___ DATA SUPPLIED ___

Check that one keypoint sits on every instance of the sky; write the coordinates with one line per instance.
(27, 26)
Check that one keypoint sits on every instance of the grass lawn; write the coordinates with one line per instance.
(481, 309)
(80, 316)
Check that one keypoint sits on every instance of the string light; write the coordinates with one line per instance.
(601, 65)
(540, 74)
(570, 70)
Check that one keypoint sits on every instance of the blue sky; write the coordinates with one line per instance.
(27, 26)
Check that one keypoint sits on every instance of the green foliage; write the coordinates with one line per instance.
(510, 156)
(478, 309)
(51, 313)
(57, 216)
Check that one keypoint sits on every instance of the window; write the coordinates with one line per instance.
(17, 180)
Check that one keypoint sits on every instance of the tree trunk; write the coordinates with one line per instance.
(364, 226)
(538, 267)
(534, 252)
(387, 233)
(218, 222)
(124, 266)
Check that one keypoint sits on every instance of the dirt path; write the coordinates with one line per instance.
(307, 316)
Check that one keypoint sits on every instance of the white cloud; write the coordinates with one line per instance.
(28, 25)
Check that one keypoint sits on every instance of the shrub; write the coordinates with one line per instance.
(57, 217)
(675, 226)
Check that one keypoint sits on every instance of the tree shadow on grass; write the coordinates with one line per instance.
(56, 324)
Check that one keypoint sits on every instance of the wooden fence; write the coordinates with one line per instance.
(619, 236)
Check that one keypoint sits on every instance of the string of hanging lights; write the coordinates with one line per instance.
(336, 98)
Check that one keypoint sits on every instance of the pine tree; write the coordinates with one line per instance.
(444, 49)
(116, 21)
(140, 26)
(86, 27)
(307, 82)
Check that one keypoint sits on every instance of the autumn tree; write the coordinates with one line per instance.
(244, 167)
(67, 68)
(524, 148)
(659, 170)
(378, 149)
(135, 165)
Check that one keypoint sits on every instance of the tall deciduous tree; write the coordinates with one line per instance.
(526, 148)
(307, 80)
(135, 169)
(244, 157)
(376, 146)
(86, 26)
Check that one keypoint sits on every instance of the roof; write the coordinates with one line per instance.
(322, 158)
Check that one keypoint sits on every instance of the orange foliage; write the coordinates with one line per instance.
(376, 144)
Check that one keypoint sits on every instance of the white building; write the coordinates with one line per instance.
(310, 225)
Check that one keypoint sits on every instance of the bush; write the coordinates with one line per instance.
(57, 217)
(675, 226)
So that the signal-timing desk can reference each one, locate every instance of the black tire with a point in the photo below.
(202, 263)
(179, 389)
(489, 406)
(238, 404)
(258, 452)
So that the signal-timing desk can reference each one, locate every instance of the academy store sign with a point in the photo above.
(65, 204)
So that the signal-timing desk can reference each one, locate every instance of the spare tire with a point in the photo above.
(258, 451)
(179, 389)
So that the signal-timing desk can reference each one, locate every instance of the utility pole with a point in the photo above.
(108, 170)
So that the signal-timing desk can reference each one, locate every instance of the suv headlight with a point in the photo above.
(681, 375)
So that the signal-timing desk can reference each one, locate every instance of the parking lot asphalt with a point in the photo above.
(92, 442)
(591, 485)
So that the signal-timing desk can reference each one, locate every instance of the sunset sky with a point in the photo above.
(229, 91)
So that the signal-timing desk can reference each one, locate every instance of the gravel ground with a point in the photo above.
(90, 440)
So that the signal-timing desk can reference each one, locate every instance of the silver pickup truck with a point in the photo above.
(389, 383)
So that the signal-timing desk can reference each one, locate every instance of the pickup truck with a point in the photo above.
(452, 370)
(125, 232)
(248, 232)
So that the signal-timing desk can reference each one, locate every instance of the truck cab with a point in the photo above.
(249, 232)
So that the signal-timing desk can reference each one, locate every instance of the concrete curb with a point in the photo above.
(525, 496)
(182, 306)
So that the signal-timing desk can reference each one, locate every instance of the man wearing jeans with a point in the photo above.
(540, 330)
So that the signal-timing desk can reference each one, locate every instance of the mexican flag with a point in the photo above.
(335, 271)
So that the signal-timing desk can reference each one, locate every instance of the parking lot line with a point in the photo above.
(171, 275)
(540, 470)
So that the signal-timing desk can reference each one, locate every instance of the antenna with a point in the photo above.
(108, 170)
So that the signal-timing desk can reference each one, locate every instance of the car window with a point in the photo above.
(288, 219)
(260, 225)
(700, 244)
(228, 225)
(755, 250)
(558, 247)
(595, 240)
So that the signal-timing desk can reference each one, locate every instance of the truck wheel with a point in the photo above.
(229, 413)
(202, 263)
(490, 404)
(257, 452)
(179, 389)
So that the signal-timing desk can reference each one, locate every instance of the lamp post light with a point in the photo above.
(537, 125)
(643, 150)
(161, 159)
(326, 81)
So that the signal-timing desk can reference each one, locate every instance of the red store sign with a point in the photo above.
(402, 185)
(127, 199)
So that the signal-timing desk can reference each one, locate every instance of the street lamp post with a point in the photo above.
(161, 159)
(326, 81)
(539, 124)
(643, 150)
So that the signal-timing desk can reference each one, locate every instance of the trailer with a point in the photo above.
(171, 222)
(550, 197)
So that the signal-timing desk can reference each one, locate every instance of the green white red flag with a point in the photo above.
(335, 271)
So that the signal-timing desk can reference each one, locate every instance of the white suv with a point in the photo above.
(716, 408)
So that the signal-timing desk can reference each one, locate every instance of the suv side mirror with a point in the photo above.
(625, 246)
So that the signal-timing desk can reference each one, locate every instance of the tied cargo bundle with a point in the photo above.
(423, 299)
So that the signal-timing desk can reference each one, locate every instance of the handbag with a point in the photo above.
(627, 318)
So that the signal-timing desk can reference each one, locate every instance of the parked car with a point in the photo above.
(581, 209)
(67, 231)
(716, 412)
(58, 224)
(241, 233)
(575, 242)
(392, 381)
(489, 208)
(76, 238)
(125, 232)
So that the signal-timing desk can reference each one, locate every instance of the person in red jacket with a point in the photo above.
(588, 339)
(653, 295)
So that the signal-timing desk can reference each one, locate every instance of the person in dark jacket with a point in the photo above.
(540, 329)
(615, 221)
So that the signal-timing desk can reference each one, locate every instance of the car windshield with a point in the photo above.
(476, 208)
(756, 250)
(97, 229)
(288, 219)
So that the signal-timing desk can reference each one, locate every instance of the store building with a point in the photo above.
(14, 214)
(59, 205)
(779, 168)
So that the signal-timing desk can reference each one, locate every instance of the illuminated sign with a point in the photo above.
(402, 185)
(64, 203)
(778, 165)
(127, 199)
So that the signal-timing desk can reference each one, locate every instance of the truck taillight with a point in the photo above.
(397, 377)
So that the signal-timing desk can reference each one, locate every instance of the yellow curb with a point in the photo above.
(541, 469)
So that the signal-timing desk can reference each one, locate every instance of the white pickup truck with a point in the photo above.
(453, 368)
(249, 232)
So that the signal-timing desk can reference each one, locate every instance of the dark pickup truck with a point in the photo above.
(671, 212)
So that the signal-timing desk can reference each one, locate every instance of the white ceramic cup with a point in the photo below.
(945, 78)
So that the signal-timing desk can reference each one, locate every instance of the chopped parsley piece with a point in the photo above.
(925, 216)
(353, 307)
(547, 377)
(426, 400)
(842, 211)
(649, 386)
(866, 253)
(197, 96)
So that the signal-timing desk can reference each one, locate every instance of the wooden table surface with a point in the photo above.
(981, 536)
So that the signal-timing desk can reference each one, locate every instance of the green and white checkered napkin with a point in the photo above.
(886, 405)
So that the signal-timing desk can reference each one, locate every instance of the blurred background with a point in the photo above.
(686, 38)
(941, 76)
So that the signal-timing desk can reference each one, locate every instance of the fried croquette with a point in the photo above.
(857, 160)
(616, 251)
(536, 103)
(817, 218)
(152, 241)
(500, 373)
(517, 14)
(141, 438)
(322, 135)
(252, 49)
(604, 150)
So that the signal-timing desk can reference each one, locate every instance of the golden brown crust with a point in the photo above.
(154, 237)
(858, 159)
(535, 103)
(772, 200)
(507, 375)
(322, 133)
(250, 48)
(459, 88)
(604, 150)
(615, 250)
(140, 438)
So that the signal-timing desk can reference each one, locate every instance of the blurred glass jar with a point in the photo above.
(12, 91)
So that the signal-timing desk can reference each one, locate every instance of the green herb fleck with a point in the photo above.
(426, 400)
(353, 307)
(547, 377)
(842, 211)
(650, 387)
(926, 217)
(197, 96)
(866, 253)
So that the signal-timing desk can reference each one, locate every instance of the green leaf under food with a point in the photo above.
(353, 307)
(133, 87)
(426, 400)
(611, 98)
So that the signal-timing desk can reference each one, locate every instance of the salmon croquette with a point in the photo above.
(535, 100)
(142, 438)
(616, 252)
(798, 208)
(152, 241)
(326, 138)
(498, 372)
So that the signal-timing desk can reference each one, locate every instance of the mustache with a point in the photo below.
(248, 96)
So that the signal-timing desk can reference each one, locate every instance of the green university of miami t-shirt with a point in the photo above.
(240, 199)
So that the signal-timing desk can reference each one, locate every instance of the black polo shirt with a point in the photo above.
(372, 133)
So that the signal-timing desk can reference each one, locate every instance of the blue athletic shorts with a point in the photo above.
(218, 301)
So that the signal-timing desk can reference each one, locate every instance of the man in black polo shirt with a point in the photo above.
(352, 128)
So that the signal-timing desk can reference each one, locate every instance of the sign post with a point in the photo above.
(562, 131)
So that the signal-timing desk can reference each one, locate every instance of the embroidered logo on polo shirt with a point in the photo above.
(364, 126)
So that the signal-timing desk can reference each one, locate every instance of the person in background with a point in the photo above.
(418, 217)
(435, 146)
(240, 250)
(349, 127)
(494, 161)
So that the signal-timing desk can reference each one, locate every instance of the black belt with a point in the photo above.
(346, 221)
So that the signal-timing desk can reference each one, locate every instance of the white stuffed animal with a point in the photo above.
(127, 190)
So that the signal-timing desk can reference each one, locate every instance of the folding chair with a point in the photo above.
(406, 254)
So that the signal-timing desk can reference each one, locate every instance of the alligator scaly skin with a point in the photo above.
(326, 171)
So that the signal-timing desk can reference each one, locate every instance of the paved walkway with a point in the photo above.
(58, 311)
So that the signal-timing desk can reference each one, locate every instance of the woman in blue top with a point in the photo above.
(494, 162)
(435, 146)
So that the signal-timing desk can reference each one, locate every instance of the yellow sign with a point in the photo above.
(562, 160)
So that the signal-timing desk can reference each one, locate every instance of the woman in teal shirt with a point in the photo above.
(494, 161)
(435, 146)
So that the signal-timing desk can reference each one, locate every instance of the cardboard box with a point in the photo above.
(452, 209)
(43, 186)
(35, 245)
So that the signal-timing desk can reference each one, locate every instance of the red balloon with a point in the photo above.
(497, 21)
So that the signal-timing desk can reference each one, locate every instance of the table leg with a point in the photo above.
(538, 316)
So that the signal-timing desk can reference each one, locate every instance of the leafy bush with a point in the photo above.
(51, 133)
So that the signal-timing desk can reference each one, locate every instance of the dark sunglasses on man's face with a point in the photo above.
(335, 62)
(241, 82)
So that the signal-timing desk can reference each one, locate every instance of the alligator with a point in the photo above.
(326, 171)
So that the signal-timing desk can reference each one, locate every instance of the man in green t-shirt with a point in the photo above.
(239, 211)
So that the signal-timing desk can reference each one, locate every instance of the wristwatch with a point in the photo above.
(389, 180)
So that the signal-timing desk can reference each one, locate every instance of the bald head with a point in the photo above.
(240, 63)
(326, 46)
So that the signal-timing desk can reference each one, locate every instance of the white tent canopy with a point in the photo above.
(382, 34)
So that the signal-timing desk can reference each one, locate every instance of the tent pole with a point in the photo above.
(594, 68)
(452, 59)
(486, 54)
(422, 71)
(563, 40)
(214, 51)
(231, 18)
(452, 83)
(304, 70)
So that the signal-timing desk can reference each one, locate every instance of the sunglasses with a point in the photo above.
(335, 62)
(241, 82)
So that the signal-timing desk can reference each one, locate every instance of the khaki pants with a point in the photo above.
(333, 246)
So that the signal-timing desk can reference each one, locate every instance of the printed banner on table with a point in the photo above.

___

**YOUR TASK**
Give everything from the line containing "alligator with a point in the photo above." down through the last line of the material as a Markdown table with the columns Row and Line, where Row holds a running count and Line holds the text. Leave out any blank lines.

**COMPLETE ANSWER**
| Row | Line |
|---|---|
| 1 | So that the signal-timing desk can reference each one, locate every instance of the alligator with a point in the photo above. |
| 2 | (326, 171) |
| 3 | So that the signal-timing desk can reference each one, locate every instance of the man in green t-shirt with a point in the photo above. |
| 4 | (239, 211) |
| 5 | So that the signal-timing desk can reference each one, locate every instance of the wristwatch with a point in the photo above. |
| 6 | (389, 180) |
| 7 | So that the signal-timing desk can reference each one, locate every instance of the bald head with a point in the photo above. |
| 8 | (240, 63) |
| 9 | (326, 46) |
| 10 | So that the signal-timing desk can reference each one, locate every instance of the white tent canopy with a point in the photo above. |
| 11 | (382, 34) |
| 12 | So that the signal-timing desk can reference each one, locate every instance of the tent pole with a point in the photo above. |
| 13 | (594, 68) |
| 14 | (452, 59) |
| 15 | (486, 54) |
| 16 | (422, 71) |
| 17 | (563, 40) |
| 18 | (214, 51) |
| 19 | (231, 18) |
| 20 | (452, 83) |
| 21 | (304, 70) |
| 22 | So that the signal-timing desk can reference each one, locate every instance of the sunglasses with a point in the photo above. |
| 23 | (335, 62) |
| 24 | (241, 82) |
| 25 | So that the signal-timing desk can reference each one, locate every instance of the khaki pants with a point in the photo above. |
| 26 | (333, 246) |
| 27 | So that the signal-timing desk can reference each one, locate every instance of the printed banner on table with a point in the photo above. |